Extracted text:
*** Begin section ***

Content Detail

Plant a shagbark hickory, a long-lived large tree with a straight trunk, in a large landscape for excellent shade. This Midwest native is named for its bark, which peels away in large, flat, curving plates, giving the tree a shaggy appearance. As a member of the walnut family, the hickory produces edible nuts. This species is native to the Chicago region according to Swink and Wilhelm’s Plants of the Chicago Region, with updates made according to current research.

  • Family (English) Walnut
  • Family (botanic) Juglandaceae
  • Planting site City parkway, Residential and parks, Wide median
  • Tree or plant type Tree
  • Foliage Deciduous (seasonally loses leaves)
  • Native locale Chicago area, Illinois, North America
  • Size range Large tree (more than 40 feet)

*** End section ***

Input data:
*** Begin section ***

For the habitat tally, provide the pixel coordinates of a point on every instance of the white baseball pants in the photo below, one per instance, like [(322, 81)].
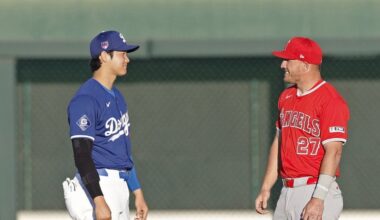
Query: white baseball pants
[(80, 205), (292, 201)]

*** End section ***

Exercise directions:
Copy the shagbark hickory description starting with "Plant a shagbark" and going on through "(seasonally loses leaves)", replacing "Midwest" with "Great Lakes" wherever it occurs. Answer using only the text.

Written solution:
Plant a shagbark hickory, a long-lived large tree with a straight trunk, in a large landscape for excellent shade. This Great Lakes native is named for its bark, which peels away in large, flat, curving plates, giving the tree a shaggy appearance. As a member of the walnut family, the hickory produces edible nuts. This species is native to the Chicago region according to Swink and Wilhelm’s Plants of the Chicago Region, with updates made according to current research.

  • Family (English) Walnut
  • Family (botanic) Juglandaceae
  • Planting site City parkway, Residential and parks, Wide median
  • Tree or plant type Tree
  • Foliage Deciduous (seasonally loses leaves)